* [TASK ITEM]: Repeat the records below exactly.

(Point-per-instance localization data)
+===+

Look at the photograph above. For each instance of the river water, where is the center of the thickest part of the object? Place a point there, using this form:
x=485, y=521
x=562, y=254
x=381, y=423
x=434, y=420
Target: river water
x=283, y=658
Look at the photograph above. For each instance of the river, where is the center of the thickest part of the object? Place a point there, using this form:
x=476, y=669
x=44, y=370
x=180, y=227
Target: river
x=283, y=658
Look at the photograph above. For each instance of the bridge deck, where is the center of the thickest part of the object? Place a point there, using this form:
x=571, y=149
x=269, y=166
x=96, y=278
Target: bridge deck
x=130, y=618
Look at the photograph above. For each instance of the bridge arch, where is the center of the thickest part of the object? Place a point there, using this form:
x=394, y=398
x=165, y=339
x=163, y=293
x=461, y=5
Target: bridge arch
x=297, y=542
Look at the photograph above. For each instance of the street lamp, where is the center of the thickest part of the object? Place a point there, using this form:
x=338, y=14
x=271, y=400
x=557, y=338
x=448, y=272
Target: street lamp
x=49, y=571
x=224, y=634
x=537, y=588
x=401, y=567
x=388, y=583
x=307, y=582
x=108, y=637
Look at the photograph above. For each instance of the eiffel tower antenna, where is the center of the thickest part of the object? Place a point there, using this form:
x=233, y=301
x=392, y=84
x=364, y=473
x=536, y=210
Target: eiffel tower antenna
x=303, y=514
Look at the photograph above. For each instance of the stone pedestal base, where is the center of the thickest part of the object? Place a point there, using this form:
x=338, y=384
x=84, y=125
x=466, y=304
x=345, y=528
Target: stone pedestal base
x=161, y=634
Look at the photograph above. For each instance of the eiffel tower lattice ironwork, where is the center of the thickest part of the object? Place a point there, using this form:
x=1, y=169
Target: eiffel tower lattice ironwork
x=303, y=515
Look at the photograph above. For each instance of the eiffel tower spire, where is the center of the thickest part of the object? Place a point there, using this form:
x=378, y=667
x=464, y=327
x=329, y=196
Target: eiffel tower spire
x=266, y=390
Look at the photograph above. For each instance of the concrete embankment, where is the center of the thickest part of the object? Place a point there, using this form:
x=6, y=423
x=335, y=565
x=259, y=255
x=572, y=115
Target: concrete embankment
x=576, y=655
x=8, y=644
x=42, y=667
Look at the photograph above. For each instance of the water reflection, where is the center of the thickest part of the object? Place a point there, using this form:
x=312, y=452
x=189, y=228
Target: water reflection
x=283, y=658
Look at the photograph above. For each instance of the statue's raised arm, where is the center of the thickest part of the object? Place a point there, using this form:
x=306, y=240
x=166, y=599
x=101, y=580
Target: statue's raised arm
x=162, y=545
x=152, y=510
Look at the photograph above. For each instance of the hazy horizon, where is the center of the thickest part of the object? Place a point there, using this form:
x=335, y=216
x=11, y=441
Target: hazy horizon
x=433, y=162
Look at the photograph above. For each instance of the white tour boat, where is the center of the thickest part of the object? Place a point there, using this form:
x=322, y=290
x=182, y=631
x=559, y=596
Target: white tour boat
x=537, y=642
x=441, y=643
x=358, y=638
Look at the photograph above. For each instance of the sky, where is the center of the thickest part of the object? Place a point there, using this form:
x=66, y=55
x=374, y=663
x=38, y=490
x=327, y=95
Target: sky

+===+

* [REPLY TO THE TASK]:
Look at the photograph above. For each instance of the river water, where is the center of the thickest part of the object? Place a point there, using this form:
x=485, y=521
x=562, y=254
x=381, y=423
x=434, y=420
Target: river water
x=283, y=658
Look at the photograph above. For each instance of the river, where is the center of the thickest part of the object? Place a point there, using this form:
x=476, y=669
x=44, y=370
x=180, y=227
Target: river
x=283, y=658
Look at the photograph above. For each instance of the bridge deck, where is the center of the thickest part of the object? Place a point there, using this form:
x=571, y=149
x=269, y=166
x=96, y=278
Target: bridge deck
x=130, y=618
Look at the photograph above. For each instance of the bridge arch, where is the center of the thickest part of the object? Place a point there, using this form:
x=394, y=398
x=165, y=339
x=163, y=293
x=461, y=5
Target: bridge arch
x=297, y=542
Look at the photograph above. For each instance of the street lamp, where is the center of the thickest part of the object? Place a point there, using this form:
x=338, y=14
x=271, y=400
x=557, y=338
x=448, y=272
Target: street lamp
x=49, y=571
x=224, y=634
x=537, y=588
x=401, y=567
x=388, y=583
x=307, y=582
x=108, y=637
Look at the photograph above. For each instance of the eiffel tower antenna, where is the center of the thickest part of the object? Place a point there, using this form:
x=233, y=301
x=392, y=84
x=364, y=473
x=536, y=210
Target: eiffel tower antenna
x=303, y=514
Look at the photograph above. For each instance of the stone pedestal base, where is the center of the thickest part of the object? Place a point there, using this form:
x=338, y=384
x=84, y=125
x=466, y=304
x=345, y=528
Target: stone pedestal base
x=161, y=634
Look at the photograph above. For each instance of the eiffel tower lattice ironwork, where is the center of the thickest part of the object? Place a point there, using this form:
x=1, y=169
Target: eiffel tower lattice ironwork
x=303, y=515
Look at the photograph above. For each instance of the eiffel tower spire, where is the center of the thickest part of the object? Place a point there, using this form:
x=378, y=667
x=464, y=327
x=329, y=196
Target: eiffel tower spire
x=266, y=390
Look at the photograph above. For each instance of the concrete embankment, where is the center of the thickest part of the object? Place a point there, using this form:
x=6, y=423
x=335, y=565
x=259, y=255
x=572, y=115
Target: concrete embankment
x=576, y=655
x=8, y=644
x=42, y=667
Look at the photograph above. For each instance of the water reflection, where is the center of the thickest part of the object? Place a point there, using this form:
x=312, y=452
x=189, y=228
Target: water reflection
x=283, y=658
Look at the photograph above. For each instance of the statue's raised arm, where is the center of the thickest part of the object? Place a point there, using this form:
x=306, y=240
x=166, y=599
x=101, y=580
Target: statue's raised arm
x=162, y=545
x=152, y=510
Look at the photograph above. For each instance of the hazy horizon, where is the center of the thickest part of the object? Place a point there, using this form:
x=335, y=216
x=11, y=441
Target: hazy horizon
x=433, y=162
Look at the photograph above. For each instance of the white tour boat, where is the center of the thickest part of the object? Place a point there, using this form:
x=322, y=290
x=182, y=631
x=559, y=596
Target: white tour boat
x=537, y=642
x=441, y=643
x=358, y=638
Look at the photograph above. For each instance of the sky, where is the center of the thickest part of the object? Place a point there, using this form:
x=66, y=55
x=374, y=663
x=38, y=490
x=327, y=95
Target: sky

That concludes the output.